With its mix of coastal cities and rural areas dotted with small towns, the US state of Connecticut in New England is home to diverse landscapes as well as a social and cultural heritage that is rooted in its natural topography and resources. If you’re planning a visit over the summer months and would like to take in an exhibition during your stay, we’ve picked out 12 taking place in museums and other cultural venues across the state.

Social & Solitary: Reflections on Art, Isolation, and Renewal

Featuring both historic and contemporary works from the Florence Griswold Museum’s collection, this exhibition reflects on what the world has faced over the past year. The global crisis caused by the pandemic spurred many changes in society, including the sudden redefinition of the meanings of being social, solitary, and both at once. The exhibition invites contemplation of the ways in which we have changed how we interact with each other, the world, and with art, helping visitors process what they’ve been through, and to heal.

Florence Griswold Museum, Old Lyme / Through 19 September 2021

The Stower Prize Soundscape

(Photo: Harriet Beecher Stowe Center)

The Harriet Beecher Stowe Center is excited to welcome guests this summer. The first attraction is the Stowe Prize Soundscape, which runs Jun-Nov on the Stowe Center grounds. This is a mix that that blends music and words from the Stowe collections, James Baldwin, and 2021 Stowe Prize winner Dr. Eddie S. Glaude Jr. to tell a difficult story of race in the United States. Also is the Solitary Garden, a 6’X9’ garden honoring Albert Woodfox who spent 40 years in solitary confinement for a crime he did not commit.  Guided house tours are available Thursday-Saturday.  For more information, visit www.StoweCenter.org.

Harriet Beecher Stowe Center, Hartford / June-November 2021

Community Partners in Action Prison Arts Program Annual Show

(Photo: The Mark Twain House & Museum)

Collected data:
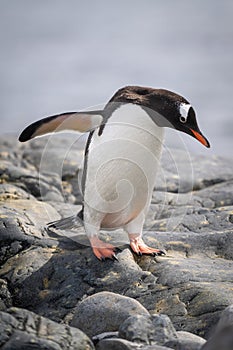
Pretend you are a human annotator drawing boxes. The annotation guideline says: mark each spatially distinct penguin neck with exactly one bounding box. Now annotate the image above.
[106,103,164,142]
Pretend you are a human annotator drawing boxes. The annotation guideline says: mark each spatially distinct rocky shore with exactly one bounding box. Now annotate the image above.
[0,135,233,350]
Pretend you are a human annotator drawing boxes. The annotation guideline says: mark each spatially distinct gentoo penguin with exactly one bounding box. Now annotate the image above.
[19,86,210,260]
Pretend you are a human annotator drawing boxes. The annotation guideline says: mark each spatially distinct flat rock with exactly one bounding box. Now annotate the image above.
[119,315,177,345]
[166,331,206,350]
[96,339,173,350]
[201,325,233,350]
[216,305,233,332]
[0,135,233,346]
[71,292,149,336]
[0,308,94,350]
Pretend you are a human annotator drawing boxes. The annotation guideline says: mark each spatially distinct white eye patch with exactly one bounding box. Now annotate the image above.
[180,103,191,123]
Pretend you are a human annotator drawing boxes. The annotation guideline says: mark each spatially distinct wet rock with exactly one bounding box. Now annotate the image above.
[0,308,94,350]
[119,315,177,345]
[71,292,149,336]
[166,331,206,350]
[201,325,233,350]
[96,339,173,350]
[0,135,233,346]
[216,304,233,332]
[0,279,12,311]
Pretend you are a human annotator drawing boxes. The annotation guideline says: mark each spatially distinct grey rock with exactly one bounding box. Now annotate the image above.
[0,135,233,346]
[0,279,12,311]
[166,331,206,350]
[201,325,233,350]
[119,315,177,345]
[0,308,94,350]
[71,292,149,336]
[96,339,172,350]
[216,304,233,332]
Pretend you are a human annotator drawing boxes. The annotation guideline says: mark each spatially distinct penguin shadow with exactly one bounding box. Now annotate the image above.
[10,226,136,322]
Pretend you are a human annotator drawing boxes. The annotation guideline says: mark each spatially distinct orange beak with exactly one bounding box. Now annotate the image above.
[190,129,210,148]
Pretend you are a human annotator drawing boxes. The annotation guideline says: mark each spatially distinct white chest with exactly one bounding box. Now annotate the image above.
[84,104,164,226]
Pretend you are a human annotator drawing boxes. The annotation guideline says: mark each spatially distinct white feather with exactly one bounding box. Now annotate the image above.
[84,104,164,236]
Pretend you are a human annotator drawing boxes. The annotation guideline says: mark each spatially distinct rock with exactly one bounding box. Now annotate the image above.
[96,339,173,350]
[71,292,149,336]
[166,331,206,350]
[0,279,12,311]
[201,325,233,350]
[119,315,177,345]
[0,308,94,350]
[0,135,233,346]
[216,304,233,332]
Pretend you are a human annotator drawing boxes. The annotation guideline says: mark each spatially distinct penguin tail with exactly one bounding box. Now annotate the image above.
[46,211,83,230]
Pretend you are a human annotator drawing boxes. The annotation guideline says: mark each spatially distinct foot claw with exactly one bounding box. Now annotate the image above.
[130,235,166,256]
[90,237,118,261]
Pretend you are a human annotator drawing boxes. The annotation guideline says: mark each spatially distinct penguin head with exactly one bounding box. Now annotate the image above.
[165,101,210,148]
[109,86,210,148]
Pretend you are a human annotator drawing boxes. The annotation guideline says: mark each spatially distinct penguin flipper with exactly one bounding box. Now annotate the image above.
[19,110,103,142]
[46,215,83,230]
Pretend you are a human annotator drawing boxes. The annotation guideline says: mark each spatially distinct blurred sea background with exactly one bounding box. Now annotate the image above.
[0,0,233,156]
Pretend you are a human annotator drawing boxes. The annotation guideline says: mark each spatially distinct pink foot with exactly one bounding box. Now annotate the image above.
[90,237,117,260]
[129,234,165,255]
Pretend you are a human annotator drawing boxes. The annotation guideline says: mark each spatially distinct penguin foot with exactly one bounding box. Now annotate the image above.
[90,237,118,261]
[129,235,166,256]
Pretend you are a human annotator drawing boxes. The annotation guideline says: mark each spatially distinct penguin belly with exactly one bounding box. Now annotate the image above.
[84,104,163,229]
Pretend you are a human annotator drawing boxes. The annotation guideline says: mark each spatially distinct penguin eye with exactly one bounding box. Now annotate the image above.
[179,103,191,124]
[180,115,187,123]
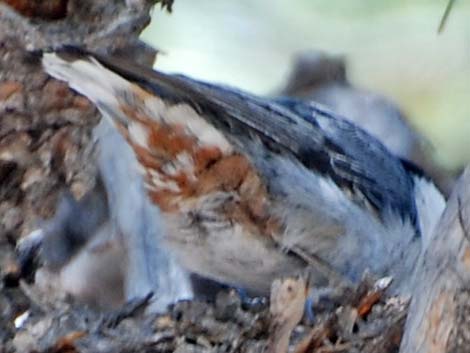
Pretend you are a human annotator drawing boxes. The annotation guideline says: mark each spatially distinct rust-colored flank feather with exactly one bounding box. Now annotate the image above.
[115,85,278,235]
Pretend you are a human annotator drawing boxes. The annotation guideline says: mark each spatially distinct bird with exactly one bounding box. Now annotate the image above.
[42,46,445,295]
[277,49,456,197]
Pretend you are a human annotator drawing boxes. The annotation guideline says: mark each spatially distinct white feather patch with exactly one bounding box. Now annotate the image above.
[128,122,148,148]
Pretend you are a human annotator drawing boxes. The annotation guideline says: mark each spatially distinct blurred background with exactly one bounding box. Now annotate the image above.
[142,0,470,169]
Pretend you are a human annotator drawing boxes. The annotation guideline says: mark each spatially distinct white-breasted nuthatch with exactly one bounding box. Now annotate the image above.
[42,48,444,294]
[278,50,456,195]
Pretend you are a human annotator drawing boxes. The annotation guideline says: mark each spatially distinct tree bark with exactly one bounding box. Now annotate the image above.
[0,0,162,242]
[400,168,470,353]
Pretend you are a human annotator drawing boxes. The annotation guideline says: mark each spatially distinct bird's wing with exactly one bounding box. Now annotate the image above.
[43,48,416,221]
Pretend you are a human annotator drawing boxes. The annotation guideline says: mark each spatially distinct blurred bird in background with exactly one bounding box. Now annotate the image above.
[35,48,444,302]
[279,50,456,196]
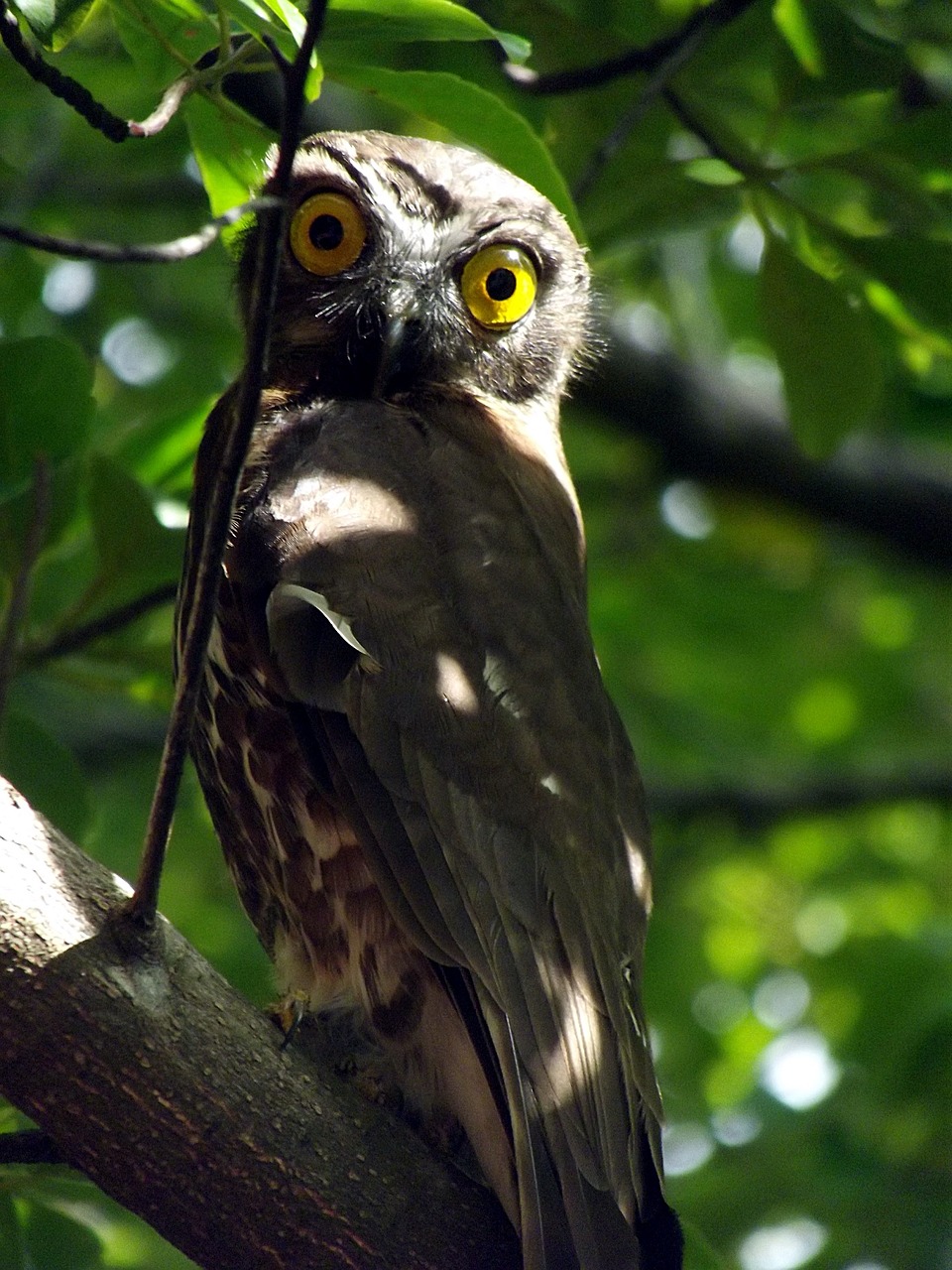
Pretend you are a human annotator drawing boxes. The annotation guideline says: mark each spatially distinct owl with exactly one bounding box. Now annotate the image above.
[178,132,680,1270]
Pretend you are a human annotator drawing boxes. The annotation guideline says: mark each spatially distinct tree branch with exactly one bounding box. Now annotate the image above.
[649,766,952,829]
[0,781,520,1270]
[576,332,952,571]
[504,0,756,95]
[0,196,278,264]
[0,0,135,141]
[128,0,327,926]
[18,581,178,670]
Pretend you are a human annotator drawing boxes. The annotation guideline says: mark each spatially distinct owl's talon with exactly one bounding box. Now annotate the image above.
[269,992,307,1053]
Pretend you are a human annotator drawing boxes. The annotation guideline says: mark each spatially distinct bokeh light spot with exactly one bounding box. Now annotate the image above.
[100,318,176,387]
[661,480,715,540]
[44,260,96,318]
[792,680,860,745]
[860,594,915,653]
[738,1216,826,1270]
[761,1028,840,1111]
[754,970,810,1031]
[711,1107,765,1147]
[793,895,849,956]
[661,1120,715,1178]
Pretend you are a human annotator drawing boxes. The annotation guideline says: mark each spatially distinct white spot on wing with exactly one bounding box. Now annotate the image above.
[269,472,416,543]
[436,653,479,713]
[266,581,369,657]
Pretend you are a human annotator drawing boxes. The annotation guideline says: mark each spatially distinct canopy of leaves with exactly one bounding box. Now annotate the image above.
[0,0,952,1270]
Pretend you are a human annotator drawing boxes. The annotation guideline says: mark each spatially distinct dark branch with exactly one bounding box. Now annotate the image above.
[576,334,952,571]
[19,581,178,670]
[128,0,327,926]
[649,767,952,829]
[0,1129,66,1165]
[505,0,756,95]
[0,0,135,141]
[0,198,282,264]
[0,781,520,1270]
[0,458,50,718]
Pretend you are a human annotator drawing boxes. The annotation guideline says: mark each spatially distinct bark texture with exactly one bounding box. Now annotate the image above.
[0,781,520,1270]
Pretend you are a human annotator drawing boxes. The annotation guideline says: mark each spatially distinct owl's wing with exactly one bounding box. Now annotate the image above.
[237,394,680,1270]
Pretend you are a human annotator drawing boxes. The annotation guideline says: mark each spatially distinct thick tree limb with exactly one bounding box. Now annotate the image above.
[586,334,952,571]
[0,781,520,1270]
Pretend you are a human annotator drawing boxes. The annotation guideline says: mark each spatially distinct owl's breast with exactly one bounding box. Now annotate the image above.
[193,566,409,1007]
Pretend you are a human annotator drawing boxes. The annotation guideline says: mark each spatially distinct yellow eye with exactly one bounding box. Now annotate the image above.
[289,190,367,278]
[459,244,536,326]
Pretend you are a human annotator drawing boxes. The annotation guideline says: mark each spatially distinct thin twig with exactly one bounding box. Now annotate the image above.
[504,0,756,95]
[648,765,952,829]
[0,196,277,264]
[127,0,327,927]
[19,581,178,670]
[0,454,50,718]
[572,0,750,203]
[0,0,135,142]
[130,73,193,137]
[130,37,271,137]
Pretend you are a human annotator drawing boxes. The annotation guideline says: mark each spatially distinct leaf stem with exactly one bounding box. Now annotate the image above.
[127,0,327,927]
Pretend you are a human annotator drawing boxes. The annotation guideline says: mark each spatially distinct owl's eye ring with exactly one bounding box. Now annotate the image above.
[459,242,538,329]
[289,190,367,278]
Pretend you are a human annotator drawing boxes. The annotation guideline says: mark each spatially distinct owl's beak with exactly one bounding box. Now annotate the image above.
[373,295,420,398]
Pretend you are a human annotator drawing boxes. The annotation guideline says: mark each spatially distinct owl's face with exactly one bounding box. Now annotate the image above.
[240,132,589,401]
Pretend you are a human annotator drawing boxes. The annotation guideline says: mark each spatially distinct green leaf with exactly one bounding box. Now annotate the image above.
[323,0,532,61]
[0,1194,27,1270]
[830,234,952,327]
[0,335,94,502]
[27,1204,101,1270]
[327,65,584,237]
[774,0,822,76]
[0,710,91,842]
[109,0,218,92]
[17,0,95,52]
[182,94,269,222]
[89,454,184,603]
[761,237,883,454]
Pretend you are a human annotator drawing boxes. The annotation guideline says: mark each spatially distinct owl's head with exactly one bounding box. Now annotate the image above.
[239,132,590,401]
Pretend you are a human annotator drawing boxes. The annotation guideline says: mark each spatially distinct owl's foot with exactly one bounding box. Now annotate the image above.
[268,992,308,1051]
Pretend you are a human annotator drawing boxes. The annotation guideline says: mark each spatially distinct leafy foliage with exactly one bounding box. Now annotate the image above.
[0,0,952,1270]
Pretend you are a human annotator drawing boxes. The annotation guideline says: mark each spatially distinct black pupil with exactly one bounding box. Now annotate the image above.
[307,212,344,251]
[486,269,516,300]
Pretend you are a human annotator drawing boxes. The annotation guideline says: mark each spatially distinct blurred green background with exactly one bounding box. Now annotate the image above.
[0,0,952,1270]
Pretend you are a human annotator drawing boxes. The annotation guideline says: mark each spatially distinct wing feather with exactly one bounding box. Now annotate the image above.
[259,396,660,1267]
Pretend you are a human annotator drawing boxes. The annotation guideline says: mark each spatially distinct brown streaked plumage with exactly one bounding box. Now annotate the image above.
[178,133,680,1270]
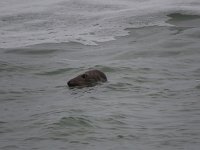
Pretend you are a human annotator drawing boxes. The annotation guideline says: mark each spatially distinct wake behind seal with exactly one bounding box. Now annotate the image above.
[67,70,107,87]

* What you should do *
Please retype the passage on Connecticut exhibitions word for word, starting at "With its mix" and ending at "across the state.".

* Solution to the problem *
With its mix of coastal cities and rural areas dotted with small towns, the US state of Connecticut in New England is home to diverse landscapes as well as a social and cultural heritage that is rooted in its natural topography and resources. If you’re planning a visit over the summer months and would like to take in an exhibition during your stay, we’ve picked out 12 taking place in museums and other cultural venues across the state.